Text provided
§ §

Technology 3 min read

Researchers Develop Time-Traveling Solid State Drive to Fight Ransomware Attacks

A team of university students leveraged an existing feature in flash-based electronic devices to sort of go back in time to thwart ransomware attacks.

Image courtesy of Pixabay

Image courtesy of Pixabay

Malware comes in different types, and one of the most common is ransomware.

The earliest versions of this malware go back to the late 1980s, and while devices and hacking techniques have evolved, their concept remains the same. Cybercriminals use ransomware to encrypt computer files and prevent victims from accessing them. Then, they ask for hefty ransom in exchange for the decryption code.

Bad Rabbit, Locky, Ryuk, and other ransomware are just examples of this malicious software that caused significant damage in recent years.

Researchers at the University of Illinois thought of an ingenious countermeasure against ransomware — and it involves a sort of time travel so to speak.

Ransomware-Proof Devices go Back in Time to Retrieve Files

The research team is composed of Chance Coats and Xiaohao Wang, students from the University of Illinois College of Engineering, and Assistant Professor Jian Huang, from the Coordinated Science Laboratory.

§ §

Data

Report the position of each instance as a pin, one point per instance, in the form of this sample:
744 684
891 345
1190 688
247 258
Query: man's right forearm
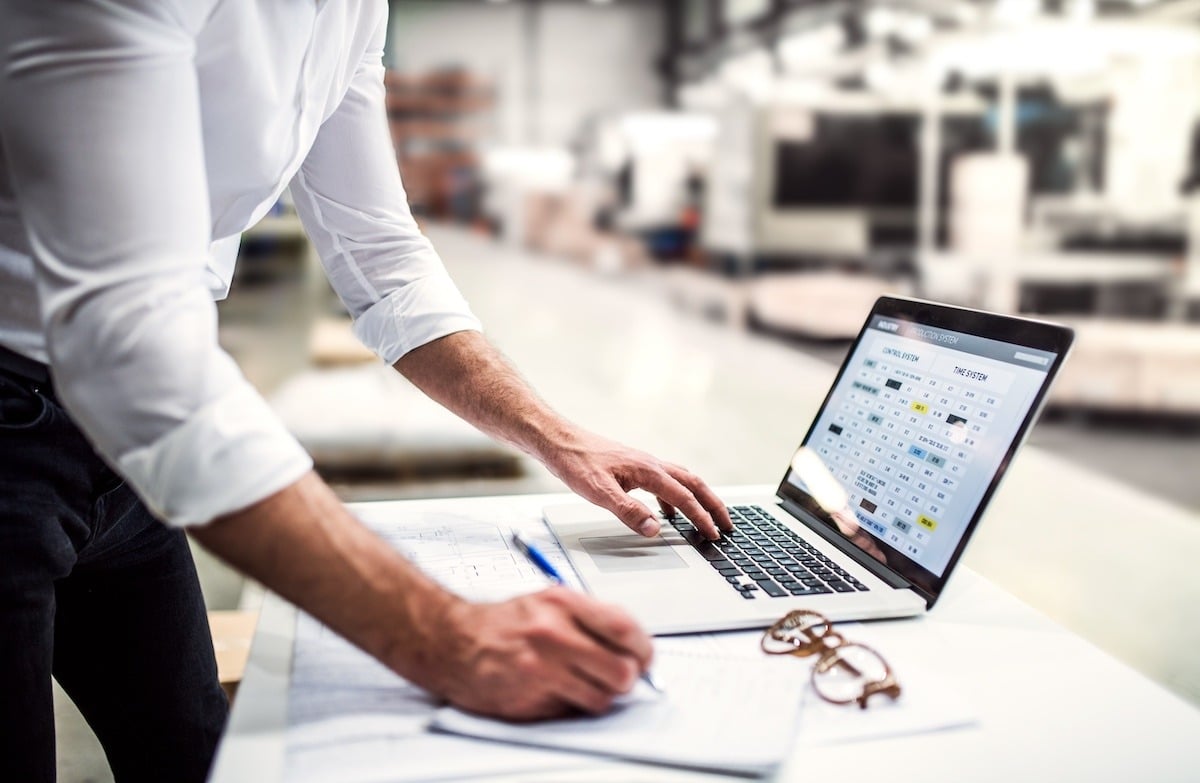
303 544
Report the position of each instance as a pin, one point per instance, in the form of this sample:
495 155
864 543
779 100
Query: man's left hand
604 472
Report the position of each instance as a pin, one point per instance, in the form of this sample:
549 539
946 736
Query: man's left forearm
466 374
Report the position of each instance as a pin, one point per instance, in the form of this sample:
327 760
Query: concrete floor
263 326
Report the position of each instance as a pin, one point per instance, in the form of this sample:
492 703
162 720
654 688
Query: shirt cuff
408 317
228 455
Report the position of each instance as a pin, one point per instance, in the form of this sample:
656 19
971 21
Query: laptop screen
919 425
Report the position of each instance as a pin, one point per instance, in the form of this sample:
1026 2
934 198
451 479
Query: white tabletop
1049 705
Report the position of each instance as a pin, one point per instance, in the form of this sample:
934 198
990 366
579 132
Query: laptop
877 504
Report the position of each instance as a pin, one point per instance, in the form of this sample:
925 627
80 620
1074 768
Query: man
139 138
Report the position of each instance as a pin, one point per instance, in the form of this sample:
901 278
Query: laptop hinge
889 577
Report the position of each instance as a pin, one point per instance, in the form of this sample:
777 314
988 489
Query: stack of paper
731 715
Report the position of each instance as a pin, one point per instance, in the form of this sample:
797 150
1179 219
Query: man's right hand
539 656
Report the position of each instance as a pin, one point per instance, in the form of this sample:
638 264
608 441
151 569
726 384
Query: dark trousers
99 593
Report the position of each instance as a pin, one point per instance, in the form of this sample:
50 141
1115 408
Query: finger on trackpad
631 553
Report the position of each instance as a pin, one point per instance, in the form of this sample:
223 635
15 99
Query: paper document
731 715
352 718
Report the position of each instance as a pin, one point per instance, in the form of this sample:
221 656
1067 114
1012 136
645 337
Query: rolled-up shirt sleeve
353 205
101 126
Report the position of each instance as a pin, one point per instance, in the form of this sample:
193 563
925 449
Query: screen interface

§ §

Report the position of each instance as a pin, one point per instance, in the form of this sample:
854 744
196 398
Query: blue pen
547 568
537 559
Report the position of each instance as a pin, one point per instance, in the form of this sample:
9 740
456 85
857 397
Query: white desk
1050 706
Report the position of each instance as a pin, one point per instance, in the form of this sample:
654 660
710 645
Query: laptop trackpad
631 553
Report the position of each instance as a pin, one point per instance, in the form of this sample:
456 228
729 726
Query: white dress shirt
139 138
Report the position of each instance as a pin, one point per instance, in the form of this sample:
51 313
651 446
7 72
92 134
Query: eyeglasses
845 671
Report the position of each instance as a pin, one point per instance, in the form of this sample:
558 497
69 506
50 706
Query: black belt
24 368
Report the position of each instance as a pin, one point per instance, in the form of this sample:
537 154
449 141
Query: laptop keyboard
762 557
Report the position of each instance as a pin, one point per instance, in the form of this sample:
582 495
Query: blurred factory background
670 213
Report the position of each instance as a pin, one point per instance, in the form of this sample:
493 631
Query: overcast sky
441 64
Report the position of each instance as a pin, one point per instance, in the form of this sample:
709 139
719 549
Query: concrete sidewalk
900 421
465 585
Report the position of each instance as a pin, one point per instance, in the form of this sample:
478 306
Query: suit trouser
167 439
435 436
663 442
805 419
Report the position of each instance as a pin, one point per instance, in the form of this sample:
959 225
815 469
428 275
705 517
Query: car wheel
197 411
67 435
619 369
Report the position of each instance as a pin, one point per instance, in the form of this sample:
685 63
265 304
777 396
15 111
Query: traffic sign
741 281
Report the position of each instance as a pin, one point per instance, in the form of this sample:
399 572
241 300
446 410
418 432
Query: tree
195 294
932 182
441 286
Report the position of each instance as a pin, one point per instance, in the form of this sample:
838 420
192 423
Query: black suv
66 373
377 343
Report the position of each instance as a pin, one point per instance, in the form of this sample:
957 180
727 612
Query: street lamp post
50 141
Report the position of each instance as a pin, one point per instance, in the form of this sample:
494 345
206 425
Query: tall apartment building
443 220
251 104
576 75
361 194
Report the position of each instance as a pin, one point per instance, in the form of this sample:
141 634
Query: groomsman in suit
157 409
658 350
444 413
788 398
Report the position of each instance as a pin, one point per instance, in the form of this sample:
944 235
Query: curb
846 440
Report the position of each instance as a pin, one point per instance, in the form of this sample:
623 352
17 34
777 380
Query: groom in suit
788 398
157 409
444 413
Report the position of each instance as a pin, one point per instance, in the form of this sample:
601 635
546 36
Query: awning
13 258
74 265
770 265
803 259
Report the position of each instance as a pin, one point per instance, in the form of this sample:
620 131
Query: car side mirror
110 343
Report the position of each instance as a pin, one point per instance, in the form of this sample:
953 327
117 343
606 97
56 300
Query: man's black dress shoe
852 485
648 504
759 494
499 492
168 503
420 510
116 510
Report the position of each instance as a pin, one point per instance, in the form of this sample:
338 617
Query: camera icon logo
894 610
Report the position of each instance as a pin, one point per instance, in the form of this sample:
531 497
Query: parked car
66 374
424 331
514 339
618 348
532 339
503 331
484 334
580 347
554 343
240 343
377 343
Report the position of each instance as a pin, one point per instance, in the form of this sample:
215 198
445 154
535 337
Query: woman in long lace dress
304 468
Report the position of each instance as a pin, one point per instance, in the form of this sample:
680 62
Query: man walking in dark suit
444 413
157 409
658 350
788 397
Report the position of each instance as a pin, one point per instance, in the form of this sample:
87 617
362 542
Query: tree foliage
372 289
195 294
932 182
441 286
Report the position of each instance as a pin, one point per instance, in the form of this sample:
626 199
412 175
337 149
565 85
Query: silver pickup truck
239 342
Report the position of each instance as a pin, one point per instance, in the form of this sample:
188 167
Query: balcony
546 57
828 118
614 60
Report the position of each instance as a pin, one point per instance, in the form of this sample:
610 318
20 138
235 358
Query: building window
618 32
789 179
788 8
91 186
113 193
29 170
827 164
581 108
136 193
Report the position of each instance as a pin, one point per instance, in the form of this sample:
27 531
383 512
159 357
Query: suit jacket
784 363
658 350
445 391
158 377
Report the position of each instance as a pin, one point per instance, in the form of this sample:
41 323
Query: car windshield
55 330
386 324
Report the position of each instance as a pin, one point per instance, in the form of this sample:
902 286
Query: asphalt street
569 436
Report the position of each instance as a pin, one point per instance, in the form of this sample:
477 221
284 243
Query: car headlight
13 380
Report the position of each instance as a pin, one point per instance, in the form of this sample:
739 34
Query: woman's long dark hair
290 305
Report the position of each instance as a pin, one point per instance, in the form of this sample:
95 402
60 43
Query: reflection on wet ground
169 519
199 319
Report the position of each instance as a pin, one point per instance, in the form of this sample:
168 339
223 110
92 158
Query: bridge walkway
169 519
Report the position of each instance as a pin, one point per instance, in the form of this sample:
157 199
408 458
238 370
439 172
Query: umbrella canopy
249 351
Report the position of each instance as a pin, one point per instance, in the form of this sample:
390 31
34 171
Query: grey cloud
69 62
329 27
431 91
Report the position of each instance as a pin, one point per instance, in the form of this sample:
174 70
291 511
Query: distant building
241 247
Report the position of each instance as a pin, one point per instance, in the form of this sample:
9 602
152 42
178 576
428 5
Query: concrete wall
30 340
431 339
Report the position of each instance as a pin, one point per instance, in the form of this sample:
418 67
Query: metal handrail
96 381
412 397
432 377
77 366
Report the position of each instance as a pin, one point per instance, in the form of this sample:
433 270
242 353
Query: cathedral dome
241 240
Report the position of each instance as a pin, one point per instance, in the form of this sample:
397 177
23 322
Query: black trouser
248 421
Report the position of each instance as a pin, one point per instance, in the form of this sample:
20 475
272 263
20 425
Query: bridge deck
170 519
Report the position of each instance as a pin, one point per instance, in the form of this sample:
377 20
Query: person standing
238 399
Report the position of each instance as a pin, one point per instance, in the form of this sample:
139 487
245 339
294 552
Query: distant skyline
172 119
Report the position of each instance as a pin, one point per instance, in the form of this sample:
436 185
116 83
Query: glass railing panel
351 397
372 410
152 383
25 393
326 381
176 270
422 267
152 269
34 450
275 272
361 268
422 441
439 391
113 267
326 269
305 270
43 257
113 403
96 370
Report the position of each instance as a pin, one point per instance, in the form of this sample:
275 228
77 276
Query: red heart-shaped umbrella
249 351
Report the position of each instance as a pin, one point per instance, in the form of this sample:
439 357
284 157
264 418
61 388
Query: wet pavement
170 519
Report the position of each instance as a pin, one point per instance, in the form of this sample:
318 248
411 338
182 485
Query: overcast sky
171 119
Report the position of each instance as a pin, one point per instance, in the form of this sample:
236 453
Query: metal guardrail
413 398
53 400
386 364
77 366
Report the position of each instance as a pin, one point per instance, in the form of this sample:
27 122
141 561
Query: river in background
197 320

§ §

In the article about the time-traveling solid state drive, when did the earliest versions of ransomware appear?

The late 1980s.